Go through the entries below and print, exactly, the lines starting at the one with "like (349, 245)." and ending at the one with "like (443, 4).", keeping both ends and no others.

*** Opening DATASET ENTRIES ***

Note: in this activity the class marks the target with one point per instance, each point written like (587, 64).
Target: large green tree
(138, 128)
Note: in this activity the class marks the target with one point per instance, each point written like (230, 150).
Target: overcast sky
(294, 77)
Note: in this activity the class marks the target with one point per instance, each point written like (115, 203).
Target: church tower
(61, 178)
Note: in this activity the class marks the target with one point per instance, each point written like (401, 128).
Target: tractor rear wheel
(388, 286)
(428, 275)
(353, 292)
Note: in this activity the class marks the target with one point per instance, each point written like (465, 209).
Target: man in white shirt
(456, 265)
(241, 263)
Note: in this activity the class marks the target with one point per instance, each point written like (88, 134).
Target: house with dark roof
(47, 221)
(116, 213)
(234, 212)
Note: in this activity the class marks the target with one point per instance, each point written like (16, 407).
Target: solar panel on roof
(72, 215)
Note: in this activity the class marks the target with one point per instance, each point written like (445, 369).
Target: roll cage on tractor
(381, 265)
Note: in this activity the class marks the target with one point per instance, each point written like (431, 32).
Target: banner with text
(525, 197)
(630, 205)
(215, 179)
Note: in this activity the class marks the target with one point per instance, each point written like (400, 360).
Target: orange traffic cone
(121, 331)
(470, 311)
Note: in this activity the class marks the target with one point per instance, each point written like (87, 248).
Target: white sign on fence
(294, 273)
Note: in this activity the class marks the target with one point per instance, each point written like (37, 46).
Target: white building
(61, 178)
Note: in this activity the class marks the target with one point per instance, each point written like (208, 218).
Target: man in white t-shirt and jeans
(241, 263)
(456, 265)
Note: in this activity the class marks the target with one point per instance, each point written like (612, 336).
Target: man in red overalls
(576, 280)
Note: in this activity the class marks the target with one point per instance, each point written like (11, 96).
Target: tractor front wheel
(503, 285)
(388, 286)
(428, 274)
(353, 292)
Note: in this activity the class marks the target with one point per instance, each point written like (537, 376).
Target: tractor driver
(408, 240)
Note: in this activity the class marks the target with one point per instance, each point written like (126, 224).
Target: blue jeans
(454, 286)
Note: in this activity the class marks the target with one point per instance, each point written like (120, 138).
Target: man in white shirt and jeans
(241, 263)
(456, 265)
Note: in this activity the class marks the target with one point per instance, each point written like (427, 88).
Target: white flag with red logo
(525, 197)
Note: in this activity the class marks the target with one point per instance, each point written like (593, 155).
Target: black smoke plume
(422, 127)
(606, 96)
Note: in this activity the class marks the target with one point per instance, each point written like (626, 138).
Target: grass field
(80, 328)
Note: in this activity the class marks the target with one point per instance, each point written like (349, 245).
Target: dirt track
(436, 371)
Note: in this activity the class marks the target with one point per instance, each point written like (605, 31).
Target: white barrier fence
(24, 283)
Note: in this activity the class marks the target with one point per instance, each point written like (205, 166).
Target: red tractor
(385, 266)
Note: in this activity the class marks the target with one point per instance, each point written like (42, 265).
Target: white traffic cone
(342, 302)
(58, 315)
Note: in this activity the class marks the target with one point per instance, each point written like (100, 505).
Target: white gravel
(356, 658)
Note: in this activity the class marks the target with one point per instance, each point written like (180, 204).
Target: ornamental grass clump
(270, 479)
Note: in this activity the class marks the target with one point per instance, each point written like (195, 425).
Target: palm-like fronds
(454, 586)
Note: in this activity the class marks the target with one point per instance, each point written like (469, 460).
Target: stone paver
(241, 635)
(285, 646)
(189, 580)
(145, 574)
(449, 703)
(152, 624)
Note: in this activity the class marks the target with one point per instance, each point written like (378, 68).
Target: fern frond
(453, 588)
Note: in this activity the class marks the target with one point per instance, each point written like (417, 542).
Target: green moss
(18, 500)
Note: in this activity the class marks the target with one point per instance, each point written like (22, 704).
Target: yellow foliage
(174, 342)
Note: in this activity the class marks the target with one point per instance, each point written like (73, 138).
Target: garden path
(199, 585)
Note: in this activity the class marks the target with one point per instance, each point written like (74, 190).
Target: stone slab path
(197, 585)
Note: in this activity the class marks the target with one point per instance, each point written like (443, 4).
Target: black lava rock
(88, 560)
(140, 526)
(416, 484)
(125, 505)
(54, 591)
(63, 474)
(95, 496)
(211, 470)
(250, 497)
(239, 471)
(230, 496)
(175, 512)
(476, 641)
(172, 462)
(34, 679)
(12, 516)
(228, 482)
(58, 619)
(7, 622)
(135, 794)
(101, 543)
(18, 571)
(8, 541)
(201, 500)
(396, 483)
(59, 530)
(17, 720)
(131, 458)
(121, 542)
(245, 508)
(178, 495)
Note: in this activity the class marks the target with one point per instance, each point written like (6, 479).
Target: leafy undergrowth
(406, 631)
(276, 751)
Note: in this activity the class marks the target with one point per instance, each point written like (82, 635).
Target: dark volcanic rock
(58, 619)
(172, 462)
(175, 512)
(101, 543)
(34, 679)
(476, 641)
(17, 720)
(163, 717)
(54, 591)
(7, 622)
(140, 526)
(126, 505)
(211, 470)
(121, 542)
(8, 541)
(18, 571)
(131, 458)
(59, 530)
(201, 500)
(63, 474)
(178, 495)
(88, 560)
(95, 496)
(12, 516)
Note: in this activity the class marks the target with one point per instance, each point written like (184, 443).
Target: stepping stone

*** Closing DATASET ENTRIES ***

> [WRITTEN REPLY]
Note: in this activity the class marks the target with one point per instance, each point written like (349, 245).
Target: dirt track
(436, 371)
Note: in this activity the class marks the target with one point per instance, each point written like (605, 31).
Target: white barrier fence
(24, 283)
Note: in this activity the class marks the target with one point per instance, each point written like (205, 166).
Target: red tractor
(385, 266)
Note: in this activity the class marks the target with one point per instance, each point written like (42, 265).
Target: white traffic cone
(342, 302)
(58, 315)
Note: in this activity the class marks the target with one point per instance, each point written like (100, 505).
Target: white gravel
(356, 658)
Note: in this activity the class marks the target with one point per instance, each point written like (180, 204).
Target: ornamental grass clump
(270, 479)
Note: in this activity the class marks the target with one point per instance, each point written like (195, 425).
Target: palm-like fronds
(454, 586)
Note: in this activity the class marks the target with one point per instance, each point written like (469, 460).
Target: stone paver
(241, 635)
(285, 646)
(189, 580)
(145, 574)
(449, 703)
(152, 624)
Note: in this activity the class marks the target with one point per instance, each point written like (378, 68).
Target: fern frond
(453, 588)
Note: in this activity the class marks the target with one point per instance, each point written like (417, 542).
Target: green moss
(18, 500)
Note: in this activity the class marks the target with one point per instance, each point written like (22, 704).
Target: yellow foliage
(174, 342)
Note: in this activity the class marks the target with one point per instance, each point written like (73, 138).
Target: garden path
(199, 585)
Note: in this activity the class marks the target with one point per instance, each point written like (74, 190).
Target: stone slab path
(197, 585)
Note: in this activity the class marks the target with one point per instance, each point written like (443, 4).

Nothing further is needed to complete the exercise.